§ **BRIEF**: Keep the lines exact and the pictures out as you repeat the following listing.

§ **INFORMATION**:
'''
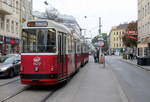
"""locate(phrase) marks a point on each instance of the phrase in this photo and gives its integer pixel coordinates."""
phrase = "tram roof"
(51, 24)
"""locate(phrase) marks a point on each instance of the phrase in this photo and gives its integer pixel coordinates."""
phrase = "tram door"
(62, 54)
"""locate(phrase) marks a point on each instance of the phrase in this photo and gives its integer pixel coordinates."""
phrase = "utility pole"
(99, 25)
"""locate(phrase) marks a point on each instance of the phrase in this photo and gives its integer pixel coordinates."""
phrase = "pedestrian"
(97, 55)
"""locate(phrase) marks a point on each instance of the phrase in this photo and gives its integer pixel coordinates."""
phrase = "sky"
(112, 12)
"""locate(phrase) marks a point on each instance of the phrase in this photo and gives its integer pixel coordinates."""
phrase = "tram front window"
(39, 41)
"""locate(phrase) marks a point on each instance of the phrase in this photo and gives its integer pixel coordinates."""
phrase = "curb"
(135, 65)
(122, 94)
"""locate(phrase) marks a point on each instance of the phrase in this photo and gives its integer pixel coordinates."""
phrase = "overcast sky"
(112, 12)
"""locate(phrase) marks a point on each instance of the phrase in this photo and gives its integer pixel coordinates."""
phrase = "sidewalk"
(134, 62)
(93, 83)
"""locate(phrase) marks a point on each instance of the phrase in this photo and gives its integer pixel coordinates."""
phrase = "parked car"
(10, 65)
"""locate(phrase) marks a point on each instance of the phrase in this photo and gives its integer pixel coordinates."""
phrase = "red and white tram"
(50, 53)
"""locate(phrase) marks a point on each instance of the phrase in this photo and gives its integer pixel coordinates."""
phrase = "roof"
(51, 24)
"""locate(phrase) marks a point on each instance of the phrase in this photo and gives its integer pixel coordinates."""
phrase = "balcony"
(5, 9)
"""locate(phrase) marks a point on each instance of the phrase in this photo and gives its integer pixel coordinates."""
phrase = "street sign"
(101, 43)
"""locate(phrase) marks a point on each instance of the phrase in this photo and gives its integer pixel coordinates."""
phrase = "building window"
(17, 6)
(17, 28)
(8, 25)
(12, 26)
(2, 23)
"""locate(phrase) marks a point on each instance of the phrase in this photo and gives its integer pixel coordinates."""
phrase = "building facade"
(11, 18)
(143, 27)
(115, 39)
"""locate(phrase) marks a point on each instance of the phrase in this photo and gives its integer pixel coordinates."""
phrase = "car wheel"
(11, 73)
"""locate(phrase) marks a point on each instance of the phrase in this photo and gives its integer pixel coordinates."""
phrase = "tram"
(50, 53)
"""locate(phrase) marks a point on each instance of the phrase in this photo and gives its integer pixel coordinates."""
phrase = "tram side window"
(70, 45)
(39, 41)
(51, 41)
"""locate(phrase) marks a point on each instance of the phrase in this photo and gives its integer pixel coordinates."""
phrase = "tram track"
(7, 83)
(13, 95)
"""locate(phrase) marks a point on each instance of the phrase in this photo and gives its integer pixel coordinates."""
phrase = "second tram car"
(50, 53)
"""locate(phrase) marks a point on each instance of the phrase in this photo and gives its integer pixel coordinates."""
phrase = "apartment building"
(12, 14)
(115, 38)
(143, 27)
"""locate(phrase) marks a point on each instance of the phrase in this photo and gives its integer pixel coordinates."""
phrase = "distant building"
(143, 28)
(115, 38)
(12, 14)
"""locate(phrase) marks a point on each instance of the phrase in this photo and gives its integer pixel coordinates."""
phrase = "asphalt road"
(134, 81)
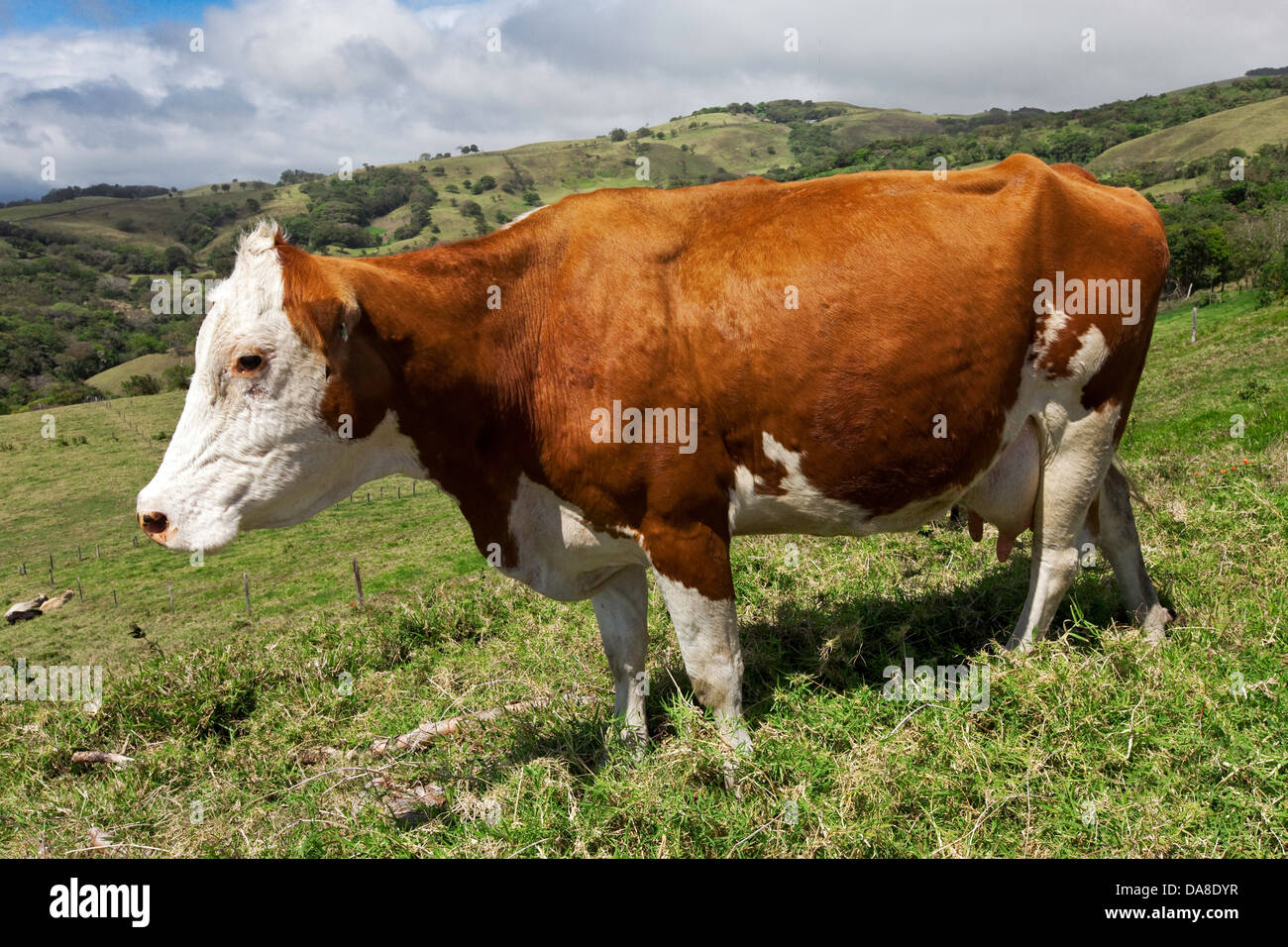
'''
§ **ANSWER SPACE**:
"""locate(phrase) marks a point on each instance of the phrase in this photo and gives its integer pixel coordinates."""
phrase = "tram roof"
(51, 24)
"""locate(phrase) marks a point on each instance of the phrase in this photo and gives its integer pixel coordinates."""
phrase = "tram door"
(62, 54)
"""locate(phrase) marks a point on each instance of the phrase in this photo and gives its integer pixel coordinates."""
phrase = "utility pole"
(99, 25)
"""locate(phrase) marks a point on each instance of the phrase in this photo and gives its integer pixel coordinates."""
phrase = "pedestrian"
(97, 55)
"""locate(phrase) marks a point on each instance of the phrase in this photo and gives its integer pixel coordinates."""
phrase = "sky"
(112, 12)
"""locate(phrase) marks a point on each instance of the phrase in this photo and gives its integer pixel coordinates."""
phrase = "tram front window"
(39, 41)
"""locate(phrase) marks a point on each instance of the phrase in this photo and gives its integer pixel coordinates."""
phrase = "curb"
(135, 65)
(122, 94)
"""locate(phrase) marks a point on each instance of the phrase in this photo and gives its integer pixel coordinates."""
phrase = "overcast sky"
(112, 12)
"""locate(phrase) marks a point on each instance of the phrase in this photo and gives its integer pixel coordinates."""
phrase = "sidewalk"
(134, 62)
(93, 83)
"""locate(phrase) marks a point on each instance of the phrase in this photo and gives its integer pixel coordinates."""
phrase = "parked car"
(10, 65)
"""locate(phrase) marks a point on each instance of the phrase in this photo and gives its integer pixel coordinates."""
phrase = "red and white tram"
(50, 53)
"""locate(phrase) marks a point on each instance of the phrase in this photo and gives its integer pixel coordinates."""
phrase = "roof"
(51, 24)
"""locate(phrase) marks a point on each instance of the phrase in this photo and gives its integer pixel coordinates."""
phrase = "balcony"
(5, 9)
"""locate(phrase) marks a point on each instance of the phrase in this photo and gives its integer pixel coordinates."""
phrase = "street sign"
(101, 43)
"""locate(phrase) marks a point on each instance of the phrase in this photo and gives its integer pixel coordinates."""
phrase = "building window"
(17, 6)
(17, 28)
(8, 25)
(12, 26)
(2, 23)
"""locate(phrase) marks a point on each instance of the phrase in this photo and gives its integer pixel coordinates."""
phrase = "building facade"
(11, 18)
(143, 27)
(115, 39)
"""locate(phrase) marks a point on each instance of the phrase in this photo and gives its integer pixel coordinates."""
phrase = "car wheel"
(11, 73)
"""locate(phrase) marks a point on each instance of the phrase in this photo and gives its integer pixel coordinates."""
phrase = "tram"
(50, 53)
"""locate(phrase) marks a point on each instance of the phrase in this photo and gives its integer pixel coordinates."""
phrase = "tram side window"
(70, 45)
(39, 41)
(51, 41)
"""locate(phrase) marks a point on each instance of the phrase in this photo and gives its integer pixel coordinates."""
phrase = "tram track"
(7, 83)
(13, 95)
"""locate(phrase) marks a point on each instance of the phrase in this photo and gives its integer pixel coordinates."""
phrase = "second tram car"
(50, 53)
"""locate(phrase) marks a point on each instance of the phrase in this photo and gives its integer pixel coordinates."""
phrase = "apartment building"
(12, 14)
(115, 38)
(143, 27)
"""locate(phrase) marks a point on each instance of the phrase in this photo and gives its integer pixel coordinates."""
phrase = "distant building"
(143, 28)
(115, 38)
(12, 14)
"""locate(phrase) marks a point on each instance of the phrase in this photo and gives its integer pixel coordinates."""
phrase = "asphalt road"
(134, 81)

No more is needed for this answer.